Latihan Tertulis A: Tolong ambil bagian dari kutipan di bawah, mulai "2.2. PROSES" hingga "terkait RANPERDA tersebut.", keduanya ikut disertakan, tanpa mengubah satu kata pun.
Latihan Tertulis B: Tarik semua baris dari daftar di bawah yang mengandung kata "small" dan salin tanpa perubahan.

Kamis, 26 Agustus 2010

ANALISIS PENILAIAN PERDA SOCIALLY RESPONSIBLE LAW MAKING (SRLM) KABUPATEN BULUKUMBA

Bagian kelima

Penelitian ini dilakukan oleh Herman dan Anwar dari Komite Pemantau Legislatif (KOPEL) Sulawesi. Penelitian ini dibatasi pada PERDA yang lahir tahun 2004 - 2007 Kabupaten Bulukumba. Jumlah PERDA dalam kurun waktu tersebut sebanyak 57 buah yang kemudian di clasterkan berdasarkan Lingkup pengaturan PP No 38 Tahun 2007 tentang Pembagian Urusan Pemerintahan

2.2. PROSES

2.2.1 Partisipasi Publik

Tahapan dan waktu


Dalam Tata Tertib DPRD Bulukumba, pembahasan RANPERDA dibahas dalam 4 (empat) tingkatan pembicaraan yang secara garis besar sebagai berikut :
1. Penjelasan Kepala Daerah atas RANPERDA kalau berasal dari eksekutif atau Penjelasan Pimpinan Panitia Khusus RANPERDA tersebut kalau hak inisiatif DPRD
2. Pemandangan Umum fraksi
3. Pembahasan di tingkat komisi atau gabungan komisi
4. Pemandangan umum fraksi dan pengambilan keputusan

Biasanya setelah RANPERDA diserahkan oleh eksekutif melalui rapat paripurna penyerahan di DPRD, maka pihak DPRD kemudian membentuk panitia khusus (Pansus) RANPERDA yang akan dibahas. Di Pansus inilah para anggota DPRD menyusun jadwal pembahasan bersama dengan eksekutif atau SKPD yang terkait, termasuk agenda DPRD untuk reses ke masyarakat dalam rangka penyerapan aspirasi terkait RANPERDA tersebut.

Cuplikan Data:
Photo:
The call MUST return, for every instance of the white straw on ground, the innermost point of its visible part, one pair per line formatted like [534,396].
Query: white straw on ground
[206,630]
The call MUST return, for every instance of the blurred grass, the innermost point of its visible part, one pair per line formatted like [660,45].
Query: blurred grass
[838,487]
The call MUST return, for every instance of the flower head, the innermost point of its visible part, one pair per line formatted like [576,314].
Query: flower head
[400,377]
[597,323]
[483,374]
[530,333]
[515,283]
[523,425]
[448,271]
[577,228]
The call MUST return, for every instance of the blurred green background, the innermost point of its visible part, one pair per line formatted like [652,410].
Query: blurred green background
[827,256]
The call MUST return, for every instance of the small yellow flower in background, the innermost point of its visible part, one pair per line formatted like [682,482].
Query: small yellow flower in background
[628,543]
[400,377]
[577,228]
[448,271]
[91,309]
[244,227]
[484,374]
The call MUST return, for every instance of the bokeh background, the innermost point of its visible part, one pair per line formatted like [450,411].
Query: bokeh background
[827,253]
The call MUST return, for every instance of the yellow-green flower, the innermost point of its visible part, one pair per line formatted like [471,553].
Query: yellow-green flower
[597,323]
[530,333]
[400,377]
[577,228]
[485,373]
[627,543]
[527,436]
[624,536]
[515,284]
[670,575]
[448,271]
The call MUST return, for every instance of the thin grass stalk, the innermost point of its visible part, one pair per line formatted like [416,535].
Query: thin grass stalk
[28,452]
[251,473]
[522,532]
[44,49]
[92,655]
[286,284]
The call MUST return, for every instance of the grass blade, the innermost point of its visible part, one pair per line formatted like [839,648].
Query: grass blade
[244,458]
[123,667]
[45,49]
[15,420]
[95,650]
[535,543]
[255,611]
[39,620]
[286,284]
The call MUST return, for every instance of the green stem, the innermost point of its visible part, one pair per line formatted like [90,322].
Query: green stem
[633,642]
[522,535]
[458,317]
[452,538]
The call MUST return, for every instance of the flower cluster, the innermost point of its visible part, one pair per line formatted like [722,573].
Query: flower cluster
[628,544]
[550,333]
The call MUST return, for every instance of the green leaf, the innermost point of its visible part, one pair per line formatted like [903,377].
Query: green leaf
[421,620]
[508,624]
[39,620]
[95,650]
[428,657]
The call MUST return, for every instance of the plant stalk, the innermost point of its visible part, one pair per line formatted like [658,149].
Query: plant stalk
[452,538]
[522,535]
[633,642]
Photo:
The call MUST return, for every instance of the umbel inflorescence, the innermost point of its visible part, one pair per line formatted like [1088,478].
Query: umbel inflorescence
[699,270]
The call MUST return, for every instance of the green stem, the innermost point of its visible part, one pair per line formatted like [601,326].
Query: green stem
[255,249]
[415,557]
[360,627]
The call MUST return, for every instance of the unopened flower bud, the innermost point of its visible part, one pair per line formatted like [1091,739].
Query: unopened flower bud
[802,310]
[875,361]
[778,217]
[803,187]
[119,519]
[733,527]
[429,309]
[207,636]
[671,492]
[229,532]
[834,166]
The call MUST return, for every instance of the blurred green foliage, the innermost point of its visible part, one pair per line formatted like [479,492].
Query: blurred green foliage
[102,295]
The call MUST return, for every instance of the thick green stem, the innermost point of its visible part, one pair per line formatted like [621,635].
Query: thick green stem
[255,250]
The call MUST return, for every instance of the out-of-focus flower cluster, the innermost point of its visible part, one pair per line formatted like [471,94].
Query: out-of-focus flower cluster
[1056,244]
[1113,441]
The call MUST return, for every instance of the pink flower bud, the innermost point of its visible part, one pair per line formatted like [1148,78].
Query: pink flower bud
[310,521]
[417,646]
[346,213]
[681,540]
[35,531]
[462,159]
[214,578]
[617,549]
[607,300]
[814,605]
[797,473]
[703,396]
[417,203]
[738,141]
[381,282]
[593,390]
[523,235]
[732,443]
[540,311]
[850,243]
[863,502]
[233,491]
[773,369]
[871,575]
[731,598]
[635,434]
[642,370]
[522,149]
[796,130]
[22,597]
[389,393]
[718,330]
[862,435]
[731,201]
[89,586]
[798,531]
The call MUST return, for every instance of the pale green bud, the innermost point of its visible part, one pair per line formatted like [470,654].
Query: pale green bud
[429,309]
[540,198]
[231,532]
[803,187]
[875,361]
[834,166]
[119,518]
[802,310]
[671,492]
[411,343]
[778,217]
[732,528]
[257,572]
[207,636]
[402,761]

Jawaban Latihan A:
2.2. PROSES

2.2.1 Partisipasi Publik

Tahapan dan waktu


Dalam Tata Tertib DPRD Bulukumba, pembahasan RANPERDA dibahas dalam 4 (empat) tingkatan pembicaraan yang secara garis besar sebagai berikut :
1. Penjelasan Kepala Daerah atas RANPERDA kalau berasal dari eksekutif atau Penjelasan Pimpinan Panitia Khusus RANPERDA tersebut kalau hak inisiatif DPRD
2. Pemandangan Umum fraksi
3. Pembahasan di tingkat komisi atau gabungan komisi
4. Pemandangan umum fraksi dan pengambilan keputusan

Biasanya setelah RANPERDA diserahkan oleh eksekutif melalui rapat paripurna penyerahan di DPRD, maka pihak DPRD kemudian membentuk panitia khusus (Pansus) RANPERDA yang akan dibahas. Di Pansus inilah para anggota DPRD menyusun jadwal pembahasan bersama dengan eksekutif atau SKPD yang terkait, termasuk agenda DPRD untuk reses ke masyarakat dalam rangka penyerapan aspirasi terkait RANPERDA tersebut.

Jawaban Latihan B:
The call MUST return, for every instance of the small yellow flower in background, the innermost point of its visible part, one pair per line formatted like [682,482].
Query: small yellow flower in background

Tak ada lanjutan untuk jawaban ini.